_Given exercise a_:
Answer these questions from the LoTSS DR2 cutout-matching text:
(i) Which field did the cutout service return for RA, Dec = 180.0, 50.0?
(ii) What value is assigned to half_width in the plotting code?
(iii) Which catalogue column is read to build unq_source_ids?

_Selected excerpt_:

════

LOFAR LoTSS DR2 cutout matching¶
In this example, we’ll take a chunk of the LoTSS_DR2_v110.gaus.fits LOFAR source catalogue, convert it to a WODEN sky model, run it through a WODEN simulation, and try and match a postage stampl cutout from the actual LoTSS survey.
First up, what let’s look at what we’re trying to emulate. I went to the LoTSS DR2 cutout service and grabbed the nearest cut out to RA, Dec = 180.0, 50.0. That retuned the P18Hetdex03 field, which looks like this:
from astropy.io import fits
from astropy.wcs import WCS
import numpy as np
with fits.open('P18Hetdex03_mosaic-blanked.fits') as hdu:
wcs = WCS(hdu[0].header).celestial
pix_res = np.abs(hdu[0].header['CDELT1'])
cent_x = hdu[0].header['CRPIX1']
cent_y = hdu[0].header['CRPIX2']
cent_ra = hdu[0].header['CRVAL1']
cent_dec = hdu[0].header['CRVAL2']
cat_freq = hdu[0].header['RESTFRQ']
data = np.squeeze(hdu[0].data)
import matplotlib.pyplot as plt
fig, axs = plt.subplots(1, 1, subplot_kw={'projection': wcs}, figsize=(12, 10))
im = axs.imshow(data, origin='lower', cmap='Blues', vmin=0, vmax=1e-3)
half_width=2048
axs.set_xlim(cent_x - half_width, cent_x + half_width)
axs.set_ylim(cent_y - half_width, cent_y + half_width)
axs.set_xlabel('RA')
axs.set_ylabel('Dec')
plt.colorbar(im, ax=axs, label='Flux (Jy/beam)')
plt.show()
That’s a spicy meatball! Super high res and deep image. Checking the LoTSS data products page I can find Non-redundant Gaussian catalogue v1.1. Clicking that downloads the LoTSS_DR2_v110.gaus.fits file. Hopefully as this is a Gaussian catalogue, it should give us a realistic looking sky model. First up, let’s load the catalogue.
from astropy.table import Table
from astropy.coordinates import SkyCoord
table_lotss = Table.read('LoTSS_DR2_v110.gaus.fits')
unq_source_ids = np.array(table_lotss['Source_Name'], dtype='U32')
##order everything by source name to make adding converting into a WODEN
##style table easier
ordering = np.argsort(unq_source_ids)

════

_Given exercise b_: In the listing, find every line that contains the word "white" and copy each one.

Records of point annotation data:
════

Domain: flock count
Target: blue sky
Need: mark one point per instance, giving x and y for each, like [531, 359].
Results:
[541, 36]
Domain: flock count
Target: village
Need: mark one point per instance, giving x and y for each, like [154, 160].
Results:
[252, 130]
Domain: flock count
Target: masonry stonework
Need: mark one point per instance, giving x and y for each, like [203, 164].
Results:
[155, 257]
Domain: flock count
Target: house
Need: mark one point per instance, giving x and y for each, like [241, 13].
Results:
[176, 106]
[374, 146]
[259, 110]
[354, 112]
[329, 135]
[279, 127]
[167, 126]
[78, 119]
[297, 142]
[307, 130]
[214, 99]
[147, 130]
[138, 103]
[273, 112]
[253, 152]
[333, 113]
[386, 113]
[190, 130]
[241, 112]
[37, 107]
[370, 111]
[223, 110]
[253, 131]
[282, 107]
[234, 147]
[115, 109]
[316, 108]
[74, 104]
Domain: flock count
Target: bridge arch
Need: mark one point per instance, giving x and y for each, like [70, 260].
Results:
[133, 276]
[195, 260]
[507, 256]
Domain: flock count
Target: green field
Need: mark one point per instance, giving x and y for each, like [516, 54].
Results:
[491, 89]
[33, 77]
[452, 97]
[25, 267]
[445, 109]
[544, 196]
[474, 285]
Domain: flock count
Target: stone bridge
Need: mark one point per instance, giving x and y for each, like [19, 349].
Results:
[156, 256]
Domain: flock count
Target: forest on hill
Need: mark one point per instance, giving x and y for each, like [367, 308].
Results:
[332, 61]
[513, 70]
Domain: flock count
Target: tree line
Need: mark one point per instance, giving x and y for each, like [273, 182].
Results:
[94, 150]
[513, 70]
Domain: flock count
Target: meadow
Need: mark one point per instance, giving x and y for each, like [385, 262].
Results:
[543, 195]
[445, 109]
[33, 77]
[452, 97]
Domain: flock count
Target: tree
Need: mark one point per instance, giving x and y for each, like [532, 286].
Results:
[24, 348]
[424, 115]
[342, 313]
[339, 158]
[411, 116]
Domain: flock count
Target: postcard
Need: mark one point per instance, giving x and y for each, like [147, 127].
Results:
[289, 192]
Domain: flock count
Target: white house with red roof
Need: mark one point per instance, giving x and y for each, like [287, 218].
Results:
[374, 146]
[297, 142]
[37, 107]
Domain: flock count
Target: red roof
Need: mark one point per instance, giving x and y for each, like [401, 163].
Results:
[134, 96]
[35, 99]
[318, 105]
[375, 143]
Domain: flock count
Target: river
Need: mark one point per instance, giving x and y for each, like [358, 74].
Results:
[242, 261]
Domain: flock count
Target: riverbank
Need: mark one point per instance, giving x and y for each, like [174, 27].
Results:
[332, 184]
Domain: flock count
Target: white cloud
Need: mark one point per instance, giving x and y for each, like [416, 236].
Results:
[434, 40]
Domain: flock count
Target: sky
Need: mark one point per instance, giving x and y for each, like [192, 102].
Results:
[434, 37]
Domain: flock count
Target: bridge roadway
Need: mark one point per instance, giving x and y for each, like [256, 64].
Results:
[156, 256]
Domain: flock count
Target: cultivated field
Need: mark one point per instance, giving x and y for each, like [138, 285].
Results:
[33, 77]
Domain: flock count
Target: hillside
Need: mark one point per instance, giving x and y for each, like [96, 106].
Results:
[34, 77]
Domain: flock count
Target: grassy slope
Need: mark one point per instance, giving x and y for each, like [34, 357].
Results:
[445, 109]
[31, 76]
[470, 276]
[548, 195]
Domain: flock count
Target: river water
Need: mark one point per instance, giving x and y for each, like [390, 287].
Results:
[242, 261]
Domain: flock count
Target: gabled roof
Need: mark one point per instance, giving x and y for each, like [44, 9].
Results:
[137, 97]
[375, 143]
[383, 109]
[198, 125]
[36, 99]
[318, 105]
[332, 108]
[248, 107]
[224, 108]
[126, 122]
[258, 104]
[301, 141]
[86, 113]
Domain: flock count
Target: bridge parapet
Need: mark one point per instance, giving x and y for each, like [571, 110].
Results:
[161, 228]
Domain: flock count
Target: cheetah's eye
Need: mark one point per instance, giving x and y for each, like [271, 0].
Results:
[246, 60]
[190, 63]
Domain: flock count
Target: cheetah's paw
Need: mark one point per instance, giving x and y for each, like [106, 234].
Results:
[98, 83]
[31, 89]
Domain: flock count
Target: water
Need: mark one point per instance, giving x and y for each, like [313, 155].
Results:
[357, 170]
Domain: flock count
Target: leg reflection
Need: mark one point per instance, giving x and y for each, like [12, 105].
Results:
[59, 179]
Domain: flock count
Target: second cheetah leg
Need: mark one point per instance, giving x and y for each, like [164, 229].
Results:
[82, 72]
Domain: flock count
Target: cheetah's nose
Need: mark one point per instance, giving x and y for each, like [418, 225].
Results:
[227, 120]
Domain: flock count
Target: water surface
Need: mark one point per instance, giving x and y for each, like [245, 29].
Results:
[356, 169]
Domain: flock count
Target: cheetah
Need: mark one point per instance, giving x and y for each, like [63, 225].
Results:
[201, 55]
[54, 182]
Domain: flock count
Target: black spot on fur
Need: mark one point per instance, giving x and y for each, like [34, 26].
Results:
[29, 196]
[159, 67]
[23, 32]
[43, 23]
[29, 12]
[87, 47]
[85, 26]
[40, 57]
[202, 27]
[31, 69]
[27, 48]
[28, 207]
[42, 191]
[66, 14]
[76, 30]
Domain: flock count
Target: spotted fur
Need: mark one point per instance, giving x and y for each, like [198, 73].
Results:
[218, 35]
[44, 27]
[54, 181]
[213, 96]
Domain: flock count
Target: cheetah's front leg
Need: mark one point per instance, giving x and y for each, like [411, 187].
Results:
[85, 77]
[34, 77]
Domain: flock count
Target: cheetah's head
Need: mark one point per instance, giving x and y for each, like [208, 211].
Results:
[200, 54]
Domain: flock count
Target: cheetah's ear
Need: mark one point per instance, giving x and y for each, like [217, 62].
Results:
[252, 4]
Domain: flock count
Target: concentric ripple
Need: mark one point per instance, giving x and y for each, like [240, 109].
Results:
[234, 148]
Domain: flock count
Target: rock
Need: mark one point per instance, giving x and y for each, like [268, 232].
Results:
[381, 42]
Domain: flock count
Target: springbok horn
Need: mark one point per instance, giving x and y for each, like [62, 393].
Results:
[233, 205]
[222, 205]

════

_Correct response a_:
(i) P18Hetdex03
(ii) 2048
(iii) Source_Name

_Correct response b_:
Target: white house with red roof
Target: white cloud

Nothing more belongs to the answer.